**Directive**: Return each line in the material below that contains the word "blonde".

··· Entries provided ···

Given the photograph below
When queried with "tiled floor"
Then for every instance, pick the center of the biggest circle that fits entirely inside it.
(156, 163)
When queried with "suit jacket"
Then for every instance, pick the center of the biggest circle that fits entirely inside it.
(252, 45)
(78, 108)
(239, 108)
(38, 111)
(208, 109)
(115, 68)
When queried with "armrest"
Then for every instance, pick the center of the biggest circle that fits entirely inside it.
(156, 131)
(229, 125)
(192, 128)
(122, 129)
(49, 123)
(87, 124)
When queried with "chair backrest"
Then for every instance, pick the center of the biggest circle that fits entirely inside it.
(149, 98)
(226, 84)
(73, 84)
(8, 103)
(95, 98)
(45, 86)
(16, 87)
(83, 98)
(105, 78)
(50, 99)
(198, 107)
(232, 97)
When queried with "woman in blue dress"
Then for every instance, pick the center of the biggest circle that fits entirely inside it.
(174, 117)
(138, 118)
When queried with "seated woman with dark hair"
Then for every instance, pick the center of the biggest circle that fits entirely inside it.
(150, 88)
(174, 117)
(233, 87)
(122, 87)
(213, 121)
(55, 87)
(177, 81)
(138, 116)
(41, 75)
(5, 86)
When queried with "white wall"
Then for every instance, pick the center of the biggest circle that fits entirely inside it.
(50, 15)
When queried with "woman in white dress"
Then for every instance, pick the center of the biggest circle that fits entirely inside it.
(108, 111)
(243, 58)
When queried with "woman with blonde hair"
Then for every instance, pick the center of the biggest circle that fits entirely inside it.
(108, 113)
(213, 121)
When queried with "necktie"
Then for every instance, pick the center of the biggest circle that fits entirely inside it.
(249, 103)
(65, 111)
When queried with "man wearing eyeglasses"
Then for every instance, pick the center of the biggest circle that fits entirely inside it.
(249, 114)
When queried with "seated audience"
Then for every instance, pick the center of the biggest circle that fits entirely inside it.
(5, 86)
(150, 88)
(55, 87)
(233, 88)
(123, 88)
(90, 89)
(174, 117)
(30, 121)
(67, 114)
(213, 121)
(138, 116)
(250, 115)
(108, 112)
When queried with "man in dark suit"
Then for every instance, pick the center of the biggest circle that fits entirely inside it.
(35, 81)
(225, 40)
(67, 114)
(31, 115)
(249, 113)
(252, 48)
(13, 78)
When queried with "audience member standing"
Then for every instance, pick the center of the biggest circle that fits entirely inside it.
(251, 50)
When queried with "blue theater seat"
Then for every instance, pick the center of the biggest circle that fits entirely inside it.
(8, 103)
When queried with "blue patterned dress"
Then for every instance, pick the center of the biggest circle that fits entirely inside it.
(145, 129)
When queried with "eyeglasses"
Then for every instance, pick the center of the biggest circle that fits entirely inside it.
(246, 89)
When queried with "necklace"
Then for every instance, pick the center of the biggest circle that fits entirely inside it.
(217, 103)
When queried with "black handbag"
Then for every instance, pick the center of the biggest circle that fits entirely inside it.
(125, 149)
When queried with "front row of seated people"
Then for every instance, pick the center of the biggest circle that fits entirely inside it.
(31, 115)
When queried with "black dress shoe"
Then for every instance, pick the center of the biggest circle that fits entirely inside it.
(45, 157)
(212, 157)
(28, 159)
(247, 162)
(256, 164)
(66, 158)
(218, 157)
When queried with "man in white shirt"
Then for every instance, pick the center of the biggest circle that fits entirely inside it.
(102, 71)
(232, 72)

···
··· Entries provided ···

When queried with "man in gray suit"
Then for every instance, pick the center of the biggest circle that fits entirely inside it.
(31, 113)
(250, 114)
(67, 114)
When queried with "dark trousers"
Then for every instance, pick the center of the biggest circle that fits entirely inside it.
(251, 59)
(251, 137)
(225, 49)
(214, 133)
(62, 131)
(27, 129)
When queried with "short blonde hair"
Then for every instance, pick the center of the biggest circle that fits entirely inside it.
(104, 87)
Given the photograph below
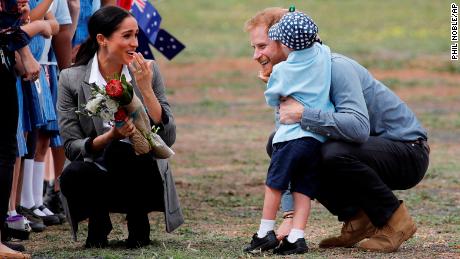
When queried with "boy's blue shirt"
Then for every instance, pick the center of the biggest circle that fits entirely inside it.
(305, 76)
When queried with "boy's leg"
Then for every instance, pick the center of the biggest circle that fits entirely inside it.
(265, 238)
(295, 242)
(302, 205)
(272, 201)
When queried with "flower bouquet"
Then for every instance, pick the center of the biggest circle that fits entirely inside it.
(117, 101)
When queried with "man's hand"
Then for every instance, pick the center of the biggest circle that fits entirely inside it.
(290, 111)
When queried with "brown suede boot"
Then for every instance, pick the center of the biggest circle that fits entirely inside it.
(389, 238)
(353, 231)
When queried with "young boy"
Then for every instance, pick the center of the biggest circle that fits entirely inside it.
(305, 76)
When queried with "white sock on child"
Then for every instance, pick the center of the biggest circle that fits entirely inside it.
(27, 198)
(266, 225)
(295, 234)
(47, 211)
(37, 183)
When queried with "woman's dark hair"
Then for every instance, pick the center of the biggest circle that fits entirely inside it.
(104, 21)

···

**Response to the task**:
When queried with "woman with blonde hair"
When queried with "short blonde hair"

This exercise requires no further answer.